• WORK INSTRUCTION: Transcribe all of the data, leaving nothing out and changing nothing.

=== Begin Enclosure ===

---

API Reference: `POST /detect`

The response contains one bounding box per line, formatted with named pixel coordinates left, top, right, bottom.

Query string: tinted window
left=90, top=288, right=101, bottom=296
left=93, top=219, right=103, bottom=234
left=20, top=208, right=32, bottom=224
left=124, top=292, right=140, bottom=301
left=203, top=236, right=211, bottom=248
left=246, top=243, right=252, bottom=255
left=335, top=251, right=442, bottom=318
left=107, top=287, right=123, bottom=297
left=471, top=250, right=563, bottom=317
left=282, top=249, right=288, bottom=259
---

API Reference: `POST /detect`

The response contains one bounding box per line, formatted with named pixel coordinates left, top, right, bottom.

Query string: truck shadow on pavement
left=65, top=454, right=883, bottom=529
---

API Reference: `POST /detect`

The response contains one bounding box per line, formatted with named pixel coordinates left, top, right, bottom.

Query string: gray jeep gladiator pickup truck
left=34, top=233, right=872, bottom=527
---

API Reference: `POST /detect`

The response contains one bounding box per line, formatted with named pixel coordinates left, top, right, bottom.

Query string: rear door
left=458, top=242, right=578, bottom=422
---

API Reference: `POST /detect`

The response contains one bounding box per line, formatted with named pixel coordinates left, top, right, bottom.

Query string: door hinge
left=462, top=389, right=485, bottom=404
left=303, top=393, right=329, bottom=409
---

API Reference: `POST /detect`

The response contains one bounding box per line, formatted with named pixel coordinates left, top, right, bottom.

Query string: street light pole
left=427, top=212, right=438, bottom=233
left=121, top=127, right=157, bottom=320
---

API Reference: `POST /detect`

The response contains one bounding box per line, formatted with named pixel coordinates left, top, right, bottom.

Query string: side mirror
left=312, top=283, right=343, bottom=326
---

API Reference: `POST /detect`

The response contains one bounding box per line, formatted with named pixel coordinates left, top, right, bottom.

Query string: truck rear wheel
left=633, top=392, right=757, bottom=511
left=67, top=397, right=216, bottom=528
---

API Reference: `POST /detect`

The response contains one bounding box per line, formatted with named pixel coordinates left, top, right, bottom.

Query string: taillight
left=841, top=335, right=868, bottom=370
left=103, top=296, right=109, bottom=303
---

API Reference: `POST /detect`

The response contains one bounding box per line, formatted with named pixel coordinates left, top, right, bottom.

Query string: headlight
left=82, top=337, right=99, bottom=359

=== End Enclosure ===

• YOUR SOLUTION:
---

API Reference: `POST /detect`

The response contains one bounding box per line, formatted with named pixel coordinates left, top, right, bottom.

Query string: tinted window
left=90, top=288, right=101, bottom=296
left=93, top=219, right=103, bottom=234
left=20, top=208, right=32, bottom=224
left=124, top=292, right=140, bottom=301
left=203, top=236, right=211, bottom=248
left=246, top=243, right=252, bottom=255
left=335, top=251, right=442, bottom=318
left=107, top=287, right=123, bottom=297
left=471, top=250, right=563, bottom=317
left=282, top=249, right=288, bottom=259
---

API Reference: `POST /detect`

The response contains one bounding box per line, formatted with named pixel coordinates left, top, right, bottom.

Query string: truck shadow on pavement
left=65, top=454, right=883, bottom=529
---

API Reference: `POST /detect`

The response contains one bounding box per line, formatted with named pixel coordinates left, top, right, bottom.

Query string: gray jeep gladiator pickup truck
left=34, top=233, right=872, bottom=527
---

API Reference: `POST /detect`

The response contains one bounding box per line, formatted with named pixel coordinates left, top, right, bottom.

Query string: rear door
left=458, top=242, right=578, bottom=422
---

API Reference: `POST /detect`

The response contains one bounding box per line, formatted with named pixel coordinates left, top, right, bottom.

Query string: door hinge
left=462, top=389, right=485, bottom=404
left=303, top=393, right=329, bottom=409
---

API Reference: `POST /detect`

The response contains one bounding box per line, formatted with named pixel coordinates left, top, right, bottom.

Query string: street light pole
left=427, top=212, right=438, bottom=233
left=121, top=127, right=157, bottom=320
---

API Reference: `POST /detect`

The response contains one bounding box per line, formatted with named pixel coordinates left, top, right, bottom.

Query string: side mirror
left=312, top=283, right=343, bottom=326
---

API Reference: `POST /detect`

The response contains one bounding box per line, formatted with named pixel coordinates left, top, right, bottom.

Query string: truck rear wheel
left=633, top=392, right=757, bottom=511
left=67, top=397, right=216, bottom=528
---

API Reference: `POST /detect`

The response contains one bounding box per line, formatted with named pixel coordinates left, top, right, bottom.

Query string: taillight
left=841, top=335, right=868, bottom=370
left=103, top=296, right=109, bottom=303
---

API Reference: `POST /detect`

The response contains one bounding box per line, formatted with named pixel coordinates left, top, right, bottom.

Query string: headlight
left=82, top=337, right=99, bottom=359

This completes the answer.